++++ QUOTED PASSAGE

If think there are three possible solutions to this:

revert back to regex-syntax v0.6 and never upgrade;
update the class' priority to 2, which is a breaking change, but satisfy the rule that "equivalent regexes the same priority". I worked a bit on that, but a lot of tests must be updated;
use regex-syntax's AST, which seems to be not optimized, instead of the HIR, or use a custom AST to HIR translator (I am not sure that optimization can be turned off).

It is also important to check whether regex-syntax's optimizations are actually impacting (or not) Logos' performances :'-)

jeertmans · 2023-06-26T20:39:53Z

Ok so I did a small benchmark to compare equivalent patterns, and it seems that optimizing alternations into classes (at least a range) can improve performances, see this example:

hellow554 · 2023-06-27T07:09:29Z

can improve performances

Yeah I thought so ;) Why should they do that, if not for performance :D

I mean, honestly: There's no reason for us so stick to "old" behavoir. We just need to make sure, that priorities do not conflict with each other. And I think we can do this with more tests, but IMHO we shouldn't block the upgrade just because old tests are not working.

jeertmans · 2023-06-27T08:03:39Z

can improve performances

Yeah I thought so ;) Why should they do that, if not for performance :D

True! But optimizations in the regex-syntax crate do not necessarily translate into performance gains with Logos, so testing is always good ;-)

++++++++
++++ DATA LISTING

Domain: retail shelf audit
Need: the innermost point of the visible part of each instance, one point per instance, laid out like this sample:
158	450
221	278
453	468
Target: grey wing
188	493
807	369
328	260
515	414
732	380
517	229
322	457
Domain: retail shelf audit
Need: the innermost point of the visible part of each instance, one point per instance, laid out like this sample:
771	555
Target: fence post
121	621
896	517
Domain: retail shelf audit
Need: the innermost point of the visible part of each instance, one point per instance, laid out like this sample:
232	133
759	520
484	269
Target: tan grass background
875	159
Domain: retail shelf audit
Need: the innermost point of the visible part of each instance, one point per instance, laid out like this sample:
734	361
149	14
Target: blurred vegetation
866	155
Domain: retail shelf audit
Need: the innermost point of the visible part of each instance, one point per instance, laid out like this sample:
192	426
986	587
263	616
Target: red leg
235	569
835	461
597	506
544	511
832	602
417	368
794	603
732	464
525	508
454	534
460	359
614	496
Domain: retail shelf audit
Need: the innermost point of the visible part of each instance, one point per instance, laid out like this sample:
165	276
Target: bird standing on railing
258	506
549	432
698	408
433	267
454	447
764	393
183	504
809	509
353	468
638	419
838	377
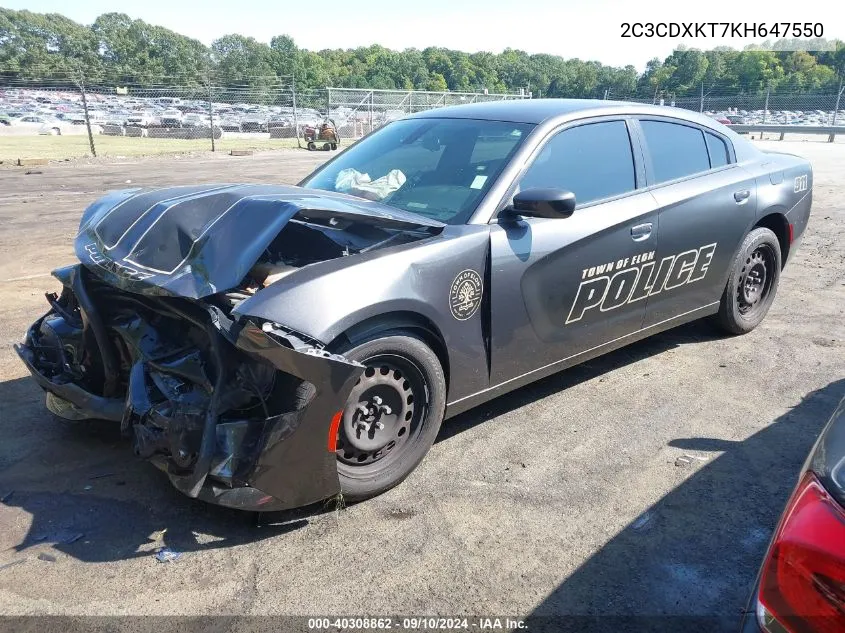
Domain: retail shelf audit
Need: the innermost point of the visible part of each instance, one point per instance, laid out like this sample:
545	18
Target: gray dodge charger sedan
270	346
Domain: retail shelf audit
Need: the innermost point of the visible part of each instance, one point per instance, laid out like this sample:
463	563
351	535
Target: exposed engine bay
235	409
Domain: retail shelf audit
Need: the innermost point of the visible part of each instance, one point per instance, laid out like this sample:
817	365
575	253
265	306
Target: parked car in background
171	118
194	119
141	119
801	584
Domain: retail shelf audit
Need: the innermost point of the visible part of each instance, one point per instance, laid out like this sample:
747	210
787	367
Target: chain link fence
764	106
67	117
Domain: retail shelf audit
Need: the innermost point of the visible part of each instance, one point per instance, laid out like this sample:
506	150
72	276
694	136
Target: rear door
706	203
561	287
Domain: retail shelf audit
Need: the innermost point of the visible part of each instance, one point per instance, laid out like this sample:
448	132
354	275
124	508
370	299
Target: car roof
540	110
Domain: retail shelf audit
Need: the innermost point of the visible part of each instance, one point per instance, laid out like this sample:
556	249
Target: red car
801	585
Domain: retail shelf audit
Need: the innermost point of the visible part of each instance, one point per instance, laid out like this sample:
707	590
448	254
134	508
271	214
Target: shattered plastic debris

++++++++

> _CHALLENGES_
(1) In the Logos thread about upgrading regex-syntax, what priority would the class be updated to under the second proposed solution?
(2) Write the next part of the Logos thread about upgrading regex-syntax, picking up after its final sentence.

> _ANSWERS TO THE TASKS_
(1) 2

(2)
I mean, honestly: There's no reason for us so stick to "old" behavoir. We just need to make sure, that priorities do not conflict with each other. And I think we can do this with more tests, but IMHO we shouldn't block the upgrade just because old tests are not working.

I agree, but this is a major change, and hopefully we should be able to produce a stable result such that "equivalent regex patterns have the same priority". Maybe it is as simple as multiplicating the class priority by 2 ^^'

Anyway, I'd like to have @maciejhirsz's opinion on that too.

hellow554 · 2023-06-27T10:57:51Z

logos/src/lib.rs

@@ -231,7 +231,7 @@ pub trait Logos<'source>: Sized {
 /// enum Token<'a> {
 ///     // We will treat "abc" as if it was whitespace.
 ///     // This is identical to using `logos::skip`.
-///     #[regex(" |abc", |_| Skip)]
+///     #[regex(" |abc", |_| Skip, priority = 3)]


I'm not sure why this is necessary? Is this because the alternate form gets shortened to a class?

Nope, this is because the next pattern has seen its priority go from 1 to 2. So we increase this priority to have the same behaviour as before.

hellow554 · 2023-06-27T10:59:00Z

Your commits seem to be messed up. You have duplicate commits.

Could you rebase your commits, or maybe squash them (I don't like squashing, but it's okay to use).

hellow554 · 2023-06-27T11:02:29Z

logos-codegen/src/mir.rs

@@ -71,8 +68,11 @@ impl Mir {
            Mir::Empty | Mir::Loop(_) | Mir::Maybe(_) => 0,
            Mir::Concat(concat) => concat.iter().map(Mir::priority).sum(),
            Mir::Alternation(alt) => alt.iter().map(Mir::priority).min().unwrap_or(0),
-            Mir::Class(_) => 1,
-            Mir::Literal(_) => 2,
+            Mir::Class(_) => 2,


Maybe we need to adjust Class to something different.
There is the iter function on ClassUnicode and those items have a len method.
Maybe that is what we want instead of a hard coded class?! I'm not really sure tbh.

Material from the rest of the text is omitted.